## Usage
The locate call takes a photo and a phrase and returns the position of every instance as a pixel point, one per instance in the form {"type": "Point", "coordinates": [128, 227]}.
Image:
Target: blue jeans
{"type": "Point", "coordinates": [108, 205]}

━━━

▸ **DIRECTIONS**
Transcribe the listing above exactly as shown.

▸ **WORKED SOLUTION**
## Usage
The locate call takes a photo and a phrase and returns the position of every instance as a pixel point, one per instance in the form {"type": "Point", "coordinates": [128, 227]}.
Image:
Target: blue jeans
{"type": "Point", "coordinates": [108, 205]}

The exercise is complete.